◆ **WHAT YOU WILL DO**
Set down every entry exactly as it was written.
============================================================
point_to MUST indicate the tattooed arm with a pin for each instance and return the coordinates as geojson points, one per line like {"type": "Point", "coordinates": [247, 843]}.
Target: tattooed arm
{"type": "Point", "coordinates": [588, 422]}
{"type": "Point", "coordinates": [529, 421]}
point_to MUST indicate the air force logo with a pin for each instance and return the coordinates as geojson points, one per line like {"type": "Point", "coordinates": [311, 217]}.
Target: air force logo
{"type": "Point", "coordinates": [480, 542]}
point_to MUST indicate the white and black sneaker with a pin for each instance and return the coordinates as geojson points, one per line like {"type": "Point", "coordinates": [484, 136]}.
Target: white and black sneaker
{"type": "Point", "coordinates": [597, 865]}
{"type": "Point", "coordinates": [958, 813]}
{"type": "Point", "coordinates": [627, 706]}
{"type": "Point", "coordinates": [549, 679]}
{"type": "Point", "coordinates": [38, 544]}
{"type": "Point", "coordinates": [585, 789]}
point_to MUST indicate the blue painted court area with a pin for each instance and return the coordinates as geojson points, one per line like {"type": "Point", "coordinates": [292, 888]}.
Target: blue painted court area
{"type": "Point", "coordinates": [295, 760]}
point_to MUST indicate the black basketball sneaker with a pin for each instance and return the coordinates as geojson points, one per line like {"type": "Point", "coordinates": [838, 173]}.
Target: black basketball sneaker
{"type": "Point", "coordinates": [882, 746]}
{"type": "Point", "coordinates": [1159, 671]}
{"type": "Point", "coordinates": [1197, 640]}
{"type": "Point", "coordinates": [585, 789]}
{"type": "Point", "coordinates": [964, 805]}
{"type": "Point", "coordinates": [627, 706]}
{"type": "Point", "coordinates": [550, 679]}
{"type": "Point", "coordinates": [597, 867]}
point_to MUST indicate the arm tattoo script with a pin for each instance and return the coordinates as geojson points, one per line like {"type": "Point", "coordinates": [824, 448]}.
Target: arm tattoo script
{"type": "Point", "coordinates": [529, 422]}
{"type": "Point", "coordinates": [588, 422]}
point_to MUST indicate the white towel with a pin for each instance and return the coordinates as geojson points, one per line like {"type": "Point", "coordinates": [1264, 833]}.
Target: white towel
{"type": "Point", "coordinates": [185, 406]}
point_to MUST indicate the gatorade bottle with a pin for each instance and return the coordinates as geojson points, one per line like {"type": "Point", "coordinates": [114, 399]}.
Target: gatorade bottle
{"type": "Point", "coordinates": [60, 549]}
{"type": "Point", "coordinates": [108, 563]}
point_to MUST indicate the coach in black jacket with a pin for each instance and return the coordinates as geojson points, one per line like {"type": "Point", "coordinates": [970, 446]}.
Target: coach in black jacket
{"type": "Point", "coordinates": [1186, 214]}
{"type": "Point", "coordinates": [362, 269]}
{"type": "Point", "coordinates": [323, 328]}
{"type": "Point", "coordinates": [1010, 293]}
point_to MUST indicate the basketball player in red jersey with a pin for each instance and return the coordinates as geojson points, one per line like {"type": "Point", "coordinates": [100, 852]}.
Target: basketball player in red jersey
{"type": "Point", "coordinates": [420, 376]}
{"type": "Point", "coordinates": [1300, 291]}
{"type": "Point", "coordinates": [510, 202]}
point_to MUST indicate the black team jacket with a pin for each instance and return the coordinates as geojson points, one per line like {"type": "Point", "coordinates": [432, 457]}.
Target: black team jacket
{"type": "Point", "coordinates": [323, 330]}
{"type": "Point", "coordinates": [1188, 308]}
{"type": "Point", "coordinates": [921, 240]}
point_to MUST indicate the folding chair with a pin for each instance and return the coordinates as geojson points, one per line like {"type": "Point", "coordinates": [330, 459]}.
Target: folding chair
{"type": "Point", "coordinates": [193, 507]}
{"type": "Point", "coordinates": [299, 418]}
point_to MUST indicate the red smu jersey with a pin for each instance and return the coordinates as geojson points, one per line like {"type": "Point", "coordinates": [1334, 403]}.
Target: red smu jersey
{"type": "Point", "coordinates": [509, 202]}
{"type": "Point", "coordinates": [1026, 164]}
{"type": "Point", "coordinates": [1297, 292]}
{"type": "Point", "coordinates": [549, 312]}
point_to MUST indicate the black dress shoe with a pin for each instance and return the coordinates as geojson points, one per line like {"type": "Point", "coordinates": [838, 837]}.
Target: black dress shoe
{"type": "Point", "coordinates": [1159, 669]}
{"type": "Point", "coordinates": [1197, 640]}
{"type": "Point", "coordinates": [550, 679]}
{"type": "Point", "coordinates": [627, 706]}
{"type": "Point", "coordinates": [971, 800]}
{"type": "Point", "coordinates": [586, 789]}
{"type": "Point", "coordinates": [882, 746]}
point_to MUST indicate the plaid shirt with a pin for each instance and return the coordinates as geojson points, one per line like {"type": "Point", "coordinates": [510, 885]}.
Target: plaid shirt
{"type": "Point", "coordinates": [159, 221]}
============================================================
◆ **RESULT**
point_to MUST indicate the tattooed arm with a pin for each instance and return the coordinates as geojson points, one per line like {"type": "Point", "coordinates": [247, 843]}.
Target: tattooed arm
{"type": "Point", "coordinates": [588, 422]}
{"type": "Point", "coordinates": [529, 421]}
point_to MUST indicate the air force logo with a pin for each instance and return the coordinates as geojson points, one per line like {"type": "Point", "coordinates": [311, 217]}.
Target: air force logo
{"type": "Point", "coordinates": [480, 542]}
point_to MUST indicate the white and black sneaker with a pin for each instance and return the coordinates as geojson points, one per line like {"type": "Point", "coordinates": [484, 136]}.
Target: white and black sneaker
{"type": "Point", "coordinates": [597, 865]}
{"type": "Point", "coordinates": [958, 813]}
{"type": "Point", "coordinates": [627, 706]}
{"type": "Point", "coordinates": [549, 679]}
{"type": "Point", "coordinates": [38, 544]}
{"type": "Point", "coordinates": [585, 789]}
point_to MUST indicate the blue painted court area with a pin for each instance and return the coordinates as geojson points, one per line like {"type": "Point", "coordinates": [292, 888]}.
Target: blue painted court area
{"type": "Point", "coordinates": [295, 760]}
point_to MUST indicate the black basketball sneaker with a pin for each instance and return the coordinates as geojson points, one per line like {"type": "Point", "coordinates": [838, 173]}.
Target: black basketball sneaker
{"type": "Point", "coordinates": [882, 746]}
{"type": "Point", "coordinates": [1159, 671]}
{"type": "Point", "coordinates": [1197, 640]}
{"type": "Point", "coordinates": [585, 789]}
{"type": "Point", "coordinates": [964, 805]}
{"type": "Point", "coordinates": [627, 706]}
{"type": "Point", "coordinates": [550, 679]}
{"type": "Point", "coordinates": [597, 867]}
point_to MUST indicate the arm tattoo script with a pin for each instance and return the coordinates as geojson points, one per line like {"type": "Point", "coordinates": [824, 448]}.
Target: arm tattoo script
{"type": "Point", "coordinates": [529, 422]}
{"type": "Point", "coordinates": [588, 422]}
point_to MUST indicate the white towel with a pin for each instance and return the coordinates as geojson points, one per line like {"type": "Point", "coordinates": [1264, 833]}.
Target: white towel
{"type": "Point", "coordinates": [185, 406]}
point_to MUST indicate the gatorade bottle with a pin for each instance and return the coordinates as geojson points, one per line like {"type": "Point", "coordinates": [114, 399]}.
Target: gatorade bottle
{"type": "Point", "coordinates": [60, 549]}
{"type": "Point", "coordinates": [108, 563]}
point_to MUST indicate the coach in black jacket with a pin for each instance and return the coordinates as geojson points, one per line like {"type": "Point", "coordinates": [970, 446]}.
Target: coach in black jacket
{"type": "Point", "coordinates": [1186, 214]}
{"type": "Point", "coordinates": [362, 269]}
{"type": "Point", "coordinates": [323, 328]}
{"type": "Point", "coordinates": [1010, 293]}
point_to MUST indicate the basketball player in red jersey with a pin for each instance and return the coordinates as geojson points, one per line like {"type": "Point", "coordinates": [100, 852]}.
Target: basketball player in red jersey
{"type": "Point", "coordinates": [420, 376]}
{"type": "Point", "coordinates": [1300, 291]}
{"type": "Point", "coordinates": [510, 202]}
point_to MUST indicate the black team jacket with a pin for each instance and return the coordinates as geojson points, one per line like {"type": "Point", "coordinates": [432, 457]}.
Target: black team jacket
{"type": "Point", "coordinates": [323, 330]}
{"type": "Point", "coordinates": [1188, 308]}
{"type": "Point", "coordinates": [921, 240]}
point_to MUST indicate the folding chair with a pin for each instance and return the coordinates as geojson points, one per line like {"type": "Point", "coordinates": [330, 459]}.
Target: folding chair
{"type": "Point", "coordinates": [193, 507]}
{"type": "Point", "coordinates": [299, 418]}
point_to MUST indicate the red smu jersey with a pin for each instance and return the coordinates as geojson points, one per line like {"type": "Point", "coordinates": [1334, 403]}.
Target: red smu jersey
{"type": "Point", "coordinates": [509, 202]}
{"type": "Point", "coordinates": [1026, 164]}
{"type": "Point", "coordinates": [1297, 292]}
{"type": "Point", "coordinates": [549, 312]}
point_to MUST indicate the black dress shoe with a pin for each instance and return the coordinates as geojson points, one per line like {"type": "Point", "coordinates": [838, 837]}.
Target: black dress shoe
{"type": "Point", "coordinates": [1159, 669]}
{"type": "Point", "coordinates": [1197, 640]}
{"type": "Point", "coordinates": [550, 679]}
{"type": "Point", "coordinates": [627, 706]}
{"type": "Point", "coordinates": [971, 800]}
{"type": "Point", "coordinates": [586, 789]}
{"type": "Point", "coordinates": [882, 746]}
point_to MUST indicate the plaid shirt with a pin for each instance and return the coordinates as geojson points, one per line like {"type": "Point", "coordinates": [510, 885]}.
Target: plaid shirt
{"type": "Point", "coordinates": [159, 221]}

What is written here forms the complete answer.